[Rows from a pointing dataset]
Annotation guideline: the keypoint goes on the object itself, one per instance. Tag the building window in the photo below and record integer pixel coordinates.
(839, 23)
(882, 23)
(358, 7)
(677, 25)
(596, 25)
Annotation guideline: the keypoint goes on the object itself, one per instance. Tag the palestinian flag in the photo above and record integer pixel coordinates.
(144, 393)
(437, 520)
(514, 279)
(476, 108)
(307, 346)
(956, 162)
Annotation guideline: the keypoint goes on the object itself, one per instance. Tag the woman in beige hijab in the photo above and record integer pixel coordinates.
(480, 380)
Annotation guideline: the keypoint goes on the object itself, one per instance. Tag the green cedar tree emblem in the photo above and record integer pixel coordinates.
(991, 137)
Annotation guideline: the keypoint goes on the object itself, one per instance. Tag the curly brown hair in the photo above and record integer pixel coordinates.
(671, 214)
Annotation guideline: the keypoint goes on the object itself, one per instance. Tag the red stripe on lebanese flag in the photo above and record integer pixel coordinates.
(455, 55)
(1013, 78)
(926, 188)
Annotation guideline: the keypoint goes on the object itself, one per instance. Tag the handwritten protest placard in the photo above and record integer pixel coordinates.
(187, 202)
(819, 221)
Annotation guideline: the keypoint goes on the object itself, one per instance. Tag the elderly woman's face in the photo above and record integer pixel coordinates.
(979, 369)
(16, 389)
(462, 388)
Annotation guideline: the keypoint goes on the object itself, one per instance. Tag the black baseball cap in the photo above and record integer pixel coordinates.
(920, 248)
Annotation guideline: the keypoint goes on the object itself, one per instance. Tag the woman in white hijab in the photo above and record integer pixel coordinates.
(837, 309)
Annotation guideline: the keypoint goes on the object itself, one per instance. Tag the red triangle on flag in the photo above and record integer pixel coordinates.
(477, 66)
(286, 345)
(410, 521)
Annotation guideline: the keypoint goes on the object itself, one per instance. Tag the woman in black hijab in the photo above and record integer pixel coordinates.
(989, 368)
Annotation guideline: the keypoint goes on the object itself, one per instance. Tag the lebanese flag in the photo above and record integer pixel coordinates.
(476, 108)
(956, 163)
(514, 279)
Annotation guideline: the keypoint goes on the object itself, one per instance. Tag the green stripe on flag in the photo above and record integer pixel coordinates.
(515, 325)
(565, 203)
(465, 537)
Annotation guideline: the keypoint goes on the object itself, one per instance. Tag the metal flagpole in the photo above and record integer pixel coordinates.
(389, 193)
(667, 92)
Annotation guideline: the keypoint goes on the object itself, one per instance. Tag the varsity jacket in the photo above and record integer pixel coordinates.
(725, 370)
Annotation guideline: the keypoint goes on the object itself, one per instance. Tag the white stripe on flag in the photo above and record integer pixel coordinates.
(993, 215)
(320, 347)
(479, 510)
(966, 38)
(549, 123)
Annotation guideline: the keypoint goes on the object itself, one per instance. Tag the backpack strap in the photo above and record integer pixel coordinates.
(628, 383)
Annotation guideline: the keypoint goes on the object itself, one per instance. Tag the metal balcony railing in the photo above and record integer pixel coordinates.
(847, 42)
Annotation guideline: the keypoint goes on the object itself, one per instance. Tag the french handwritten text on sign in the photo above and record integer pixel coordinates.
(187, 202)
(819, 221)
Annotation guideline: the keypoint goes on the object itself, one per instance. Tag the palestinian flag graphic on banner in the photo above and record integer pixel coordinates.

REQUIREMENTS » Transcribe every line above word for word, keeping them in their original order.

RESPONSE »
Annotation guideline: the keypoint goes on the object itself, one per instance. Tag the building window in the photo below and record integer pixel coordinates.
(839, 23)
(882, 23)
(358, 7)
(677, 25)
(596, 25)
Annotation guideline: the keypoint goes on the object itself, one per instance. Tag the palestinian flag in the photo above and record integer pixel coordinates.
(144, 393)
(437, 520)
(514, 279)
(476, 108)
(307, 346)
(956, 162)
Annotation guideline: the keypoint goes on the object itself, one per instance. Tag the woman in beige hijab in the photo above and record integer pixel coordinates.
(480, 380)
Annotation guideline: the keypoint goes on the object itself, one per instance. Tag the green cedar tree emblem in the photo above and record integer pixel coordinates.
(991, 137)
Annotation guideline: the keypoint goes on the object itself, one per instance. Tag the curly brown hair in the photo above and record integer pixel coordinates.
(671, 214)
Annotation guideline: the keypoint goes on the object itself, one per instance. Tag the red stripe on lebanese flag in the photo above and record integer pixel coordinates.
(455, 55)
(1013, 78)
(926, 188)
Annotation guideline: the keypoint goes on the object itself, one per instance. Tag the handwritten protest placard in the photo above and record integer pixel coordinates.
(187, 202)
(819, 221)
Annotation guideline: the keypoint goes on the object itself, one per instance. Tag the elderly woman's face in the photo above and record integer pixel coordinates.
(979, 369)
(16, 389)
(462, 388)
Annotation guideline: the keypoint goes on the object itself, one per instance. Tag the black baseball cap in the photo above and record integer pixel coordinates.
(920, 248)
Annotation guideline: the keypoint goes on the object itself, one per instance. Tag the woman in white hijab in the photo above and record integer pixel coordinates.
(837, 309)
Annotation guideline: the keypoint goes on the object itself, one per instance. Tag the red triangle on flag in the photo above and record integer pixel coordinates.
(477, 66)
(286, 345)
(410, 521)
Annotation guideline: the keypoint goes on the object itself, one per instance. Tag the woman in black hijab in the photo above and record integer pixel coordinates.
(989, 368)
Annotation guideline: the keypoint goes on the object itself, one per instance. Tag the lebanese flag in the photo above and record integer pixel coordinates.
(476, 108)
(956, 163)
(514, 279)
Annotation guideline: the keypoint goes on the object itself, one per instance. Tag the green stripe on flag in the photo above and record integer pixel coordinates.
(515, 325)
(565, 203)
(465, 537)
Annotation guideline: the keypoint goes on the object itself, one per instance. Tag the metal flagpole in the photo above and record integer pixel coordinates.
(389, 193)
(667, 92)
Annotation guideline: the keypoint goes on the object itself, one per instance. Tag the varsity jacket in the photo above and record integer pixel coordinates.
(725, 370)
Annotation guideline: the keypoint goes on the object itself, one per instance. Tag the white stripe on flag in the photo above and record integer pixel coordinates.
(993, 215)
(320, 347)
(479, 510)
(966, 38)
(549, 123)
Annotation guideline: the keypoint goes on the object itself, one per instance. Tag the backpack strap in the photo above and record integer pixel coordinates.
(628, 383)
Annotation guideline: the keypoint goes on the object itself, one per instance. Tag the metal balcony railing in the photo above and record integer pixel coordinates.
(847, 42)
Annotation guideline: the keypoint goes on the object itself, one per instance. Tag the french handwritten text on sign in the photo above and record integer pixel coordinates.
(187, 202)
(819, 221)
Annotation guideline: the keypoint goes on the object itself, one per instance. Tag the palestinian flag graphic on banner in the photo above and record integer pixel coordinates.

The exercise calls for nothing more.